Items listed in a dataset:
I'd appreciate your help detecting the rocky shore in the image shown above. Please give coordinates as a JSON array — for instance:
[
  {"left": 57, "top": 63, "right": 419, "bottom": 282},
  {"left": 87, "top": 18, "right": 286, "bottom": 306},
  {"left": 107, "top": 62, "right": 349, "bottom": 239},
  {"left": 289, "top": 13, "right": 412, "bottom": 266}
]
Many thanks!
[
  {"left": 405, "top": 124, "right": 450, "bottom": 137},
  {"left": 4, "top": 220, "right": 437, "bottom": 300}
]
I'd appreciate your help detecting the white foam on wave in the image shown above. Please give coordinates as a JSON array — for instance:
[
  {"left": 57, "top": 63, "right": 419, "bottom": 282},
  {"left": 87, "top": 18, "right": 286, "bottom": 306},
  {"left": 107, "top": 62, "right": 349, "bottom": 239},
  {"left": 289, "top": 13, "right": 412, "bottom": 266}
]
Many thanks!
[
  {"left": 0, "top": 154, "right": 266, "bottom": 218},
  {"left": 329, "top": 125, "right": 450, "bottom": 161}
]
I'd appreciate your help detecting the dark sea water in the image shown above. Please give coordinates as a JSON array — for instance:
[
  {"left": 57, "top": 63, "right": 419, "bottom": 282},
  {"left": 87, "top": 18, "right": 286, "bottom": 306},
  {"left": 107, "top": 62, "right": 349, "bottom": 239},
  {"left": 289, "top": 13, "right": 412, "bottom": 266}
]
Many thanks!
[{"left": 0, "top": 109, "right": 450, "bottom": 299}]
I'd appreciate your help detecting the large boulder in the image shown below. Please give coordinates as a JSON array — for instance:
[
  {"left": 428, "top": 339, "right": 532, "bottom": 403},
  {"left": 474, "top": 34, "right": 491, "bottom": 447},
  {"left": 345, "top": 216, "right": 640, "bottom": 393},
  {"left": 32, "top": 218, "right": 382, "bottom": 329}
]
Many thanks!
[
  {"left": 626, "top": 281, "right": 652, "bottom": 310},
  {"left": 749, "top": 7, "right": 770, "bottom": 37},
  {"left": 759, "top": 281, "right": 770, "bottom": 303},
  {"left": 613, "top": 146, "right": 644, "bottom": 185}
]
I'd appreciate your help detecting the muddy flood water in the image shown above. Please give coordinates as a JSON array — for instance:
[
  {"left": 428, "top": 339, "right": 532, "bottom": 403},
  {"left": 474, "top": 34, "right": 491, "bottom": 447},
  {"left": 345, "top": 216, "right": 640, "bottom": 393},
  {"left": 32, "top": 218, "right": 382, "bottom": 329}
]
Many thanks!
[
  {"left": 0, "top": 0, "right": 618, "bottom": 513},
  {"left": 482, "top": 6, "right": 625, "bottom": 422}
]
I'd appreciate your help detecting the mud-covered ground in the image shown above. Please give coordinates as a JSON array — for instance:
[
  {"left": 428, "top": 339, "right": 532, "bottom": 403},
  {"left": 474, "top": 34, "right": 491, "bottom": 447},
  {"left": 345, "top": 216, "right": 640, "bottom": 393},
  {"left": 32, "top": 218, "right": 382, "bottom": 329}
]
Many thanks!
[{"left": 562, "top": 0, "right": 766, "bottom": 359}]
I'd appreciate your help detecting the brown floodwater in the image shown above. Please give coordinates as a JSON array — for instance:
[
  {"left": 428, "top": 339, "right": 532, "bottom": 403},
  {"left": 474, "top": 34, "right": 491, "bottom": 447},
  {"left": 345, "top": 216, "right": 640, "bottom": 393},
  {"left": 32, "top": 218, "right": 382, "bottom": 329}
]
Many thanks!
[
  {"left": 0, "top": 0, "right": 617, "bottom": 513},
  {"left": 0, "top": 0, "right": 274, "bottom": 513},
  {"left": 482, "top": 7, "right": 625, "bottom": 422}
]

# [TASK DETAILS]
Write out all the items again, swapping every "JSON array" for "JSON list" and leaving everything else untouched.

# [OUTPUT BELOW]
I'd appreciate your help detecting the rocky shore in the image shown above. Please give coordinates as a JSON list — for instance:
[
  {"left": 57, "top": 63, "right": 419, "bottom": 282},
  {"left": 87, "top": 18, "right": 286, "bottom": 306},
  {"left": 107, "top": 62, "right": 349, "bottom": 239},
  {"left": 289, "top": 13, "right": 412, "bottom": 266}
]
Many thanks!
[
  {"left": 405, "top": 124, "right": 450, "bottom": 137},
  {"left": 4, "top": 220, "right": 437, "bottom": 300}
]
I'd appreciate your help detecting the white foam on wave in the image shown above. Please give coordinates as a JSON list — for instance:
[
  {"left": 57, "top": 63, "right": 419, "bottom": 282},
  {"left": 87, "top": 18, "right": 286, "bottom": 306},
  {"left": 107, "top": 62, "right": 349, "bottom": 239},
  {"left": 289, "top": 13, "right": 412, "bottom": 266}
]
Many thanks!
[
  {"left": 0, "top": 154, "right": 266, "bottom": 218},
  {"left": 329, "top": 125, "right": 450, "bottom": 161}
]
I'd appreciate your help detecting the dark sea water in the image shown above. Please give coordinates as a JSON list — for instance:
[
  {"left": 57, "top": 63, "right": 419, "bottom": 282},
  {"left": 87, "top": 18, "right": 286, "bottom": 306},
  {"left": 107, "top": 62, "right": 349, "bottom": 239},
  {"left": 289, "top": 13, "right": 412, "bottom": 266}
]
Many thanks!
[{"left": 0, "top": 109, "right": 450, "bottom": 299}]
I'd appreciate your help detecting the large boulder in the image shown below. Please give coordinates as a JSON list — for instance:
[
  {"left": 428, "top": 339, "right": 532, "bottom": 403},
  {"left": 474, "top": 34, "right": 491, "bottom": 447},
  {"left": 345, "top": 216, "right": 640, "bottom": 393},
  {"left": 32, "top": 218, "right": 382, "bottom": 329}
]
Many thanks!
[
  {"left": 626, "top": 281, "right": 652, "bottom": 310},
  {"left": 749, "top": 7, "right": 770, "bottom": 37},
  {"left": 759, "top": 281, "right": 770, "bottom": 303},
  {"left": 613, "top": 146, "right": 644, "bottom": 185}
]
I'd appreciate your help detecting the muddy flood water in the image shown above. Please give coordinates as a JSON list — for instance:
[
  {"left": 428, "top": 339, "right": 532, "bottom": 403},
  {"left": 474, "top": 34, "right": 491, "bottom": 447},
  {"left": 345, "top": 216, "right": 640, "bottom": 393},
  {"left": 32, "top": 218, "right": 382, "bottom": 329}
]
Many thanks!
[
  {"left": 0, "top": 0, "right": 618, "bottom": 513},
  {"left": 482, "top": 6, "right": 625, "bottom": 422}
]
I'd appreciate your help detecting the mud-covered ground in the image shown above. Please give coordinates as a JSON list — for instance:
[
  {"left": 428, "top": 339, "right": 532, "bottom": 403},
  {"left": 474, "top": 34, "right": 491, "bottom": 447},
  {"left": 345, "top": 216, "right": 640, "bottom": 393},
  {"left": 32, "top": 218, "right": 382, "bottom": 329}
]
Many thanks!
[{"left": 562, "top": 0, "right": 766, "bottom": 359}]
I'd appreciate your help detecting the brown floodwater in the image shown above. Please give coordinates as a JSON list — for instance:
[
  {"left": 428, "top": 339, "right": 532, "bottom": 403},
  {"left": 474, "top": 34, "right": 491, "bottom": 447},
  {"left": 345, "top": 216, "right": 640, "bottom": 393},
  {"left": 32, "top": 218, "right": 382, "bottom": 329}
]
Many thanks!
[
  {"left": 0, "top": 0, "right": 617, "bottom": 513},
  {"left": 0, "top": 0, "right": 274, "bottom": 513},
  {"left": 482, "top": 7, "right": 625, "bottom": 422}
]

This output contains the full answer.